- Exercise instructions
1: In the XML Schema post, what is the only difference between using attributes from a special processing namespace and using PIs?
2: Carry on writing the XML Schema post from the point where it stops.

- Passage given
_ _ _ _

[
Lists Home |
Date Index |
Thread Index
]
I once sat through a presentation where someone pointed out that the worst security flaws typically are caused by situtions where code [or objects/components] is reused outside of its original purpose or design guidelines. Trying to make technology that is immune to incompetence is a loosing battle because the Universe is one step ahead of you creating the one person who will outwit your fool-proof design. The fact that your attempts at foolproofing involve W3C XML Schema already assures me they aren't. As for your responses
a.) The only difference between using attributes from a special processing namespace and PIs is that the attributes can be validated while the PIs cannot. Everything else you mentioned is a red herring.
b.) Given the complexity of W3C XML Schema and the lack of interoperability between implementations, I tend to avoid solutions that involve having people author more schemas than they have to.
c.) Here's one attempt to provide a schema for the no-brainer approach of wrapping the customer data in an element with semantic meaning
<xs:schema xmlns:xs="http://www.w3.org/2001/XMLSchema"
xmlns:cust="urn:xmlns:25hoursaday-com:customer"
targetNamespace="urn:xmlns:25hoursaday-com:customer"

_ _ _ _

- Entries
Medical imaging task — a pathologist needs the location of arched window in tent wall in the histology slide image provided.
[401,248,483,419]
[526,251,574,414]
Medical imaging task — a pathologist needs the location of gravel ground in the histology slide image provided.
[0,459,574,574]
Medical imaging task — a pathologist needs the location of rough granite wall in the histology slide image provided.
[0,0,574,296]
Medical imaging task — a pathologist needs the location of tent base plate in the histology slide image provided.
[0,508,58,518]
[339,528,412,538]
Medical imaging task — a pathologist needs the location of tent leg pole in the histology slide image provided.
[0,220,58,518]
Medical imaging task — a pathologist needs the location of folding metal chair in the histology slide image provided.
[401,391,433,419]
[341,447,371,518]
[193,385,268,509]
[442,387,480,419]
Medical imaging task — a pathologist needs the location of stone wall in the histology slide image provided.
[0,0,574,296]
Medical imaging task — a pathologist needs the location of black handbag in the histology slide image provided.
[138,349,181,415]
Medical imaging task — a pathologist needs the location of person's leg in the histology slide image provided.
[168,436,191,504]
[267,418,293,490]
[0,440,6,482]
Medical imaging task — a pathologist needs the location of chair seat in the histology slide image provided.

_ _ _ _

- The results
1: The attributes can be validated, while the PIs cannot.

2:
elementFormDefault="qualified">
<xs:complexType name="CustomerActionBase" abstract="true">
<xs:sequence>
<xs:element ref="cust:Customer" maxOccurs="unbounded" />
</xs:sequence>
</xs:complexType>
<xs:element name="Customer" type="cust:CustomerType" />
<xs:complexType name="CustomerType" >
<xs:sequence>
<xs:element ref="cust:FirstName" />
<xs:element ref="cust:LastName" />
<xs:element ref="cust:PhoneNumber" />
<!-- more stuff goes here like address, etc -->
</xs:sequence>
<xs:attribute name="customerID" type="xs:integer" />
</xs:complexType>
<xs:element name="FirstName" type="xs:string" />
<xs:element name="LastName" type="xs:string" />
<xs:element name="PhoneNumber" type="xs:string" />
<!-- more stuff goes here -->
</xs:schema>
The CustomerActionBase is an abstract type which means that the various departments can make specific elements referring to what actions to perform on a customer such as loans:collect-loan, loans:send-refund, loans:foreclose, etc and can all share the same definition of customer data.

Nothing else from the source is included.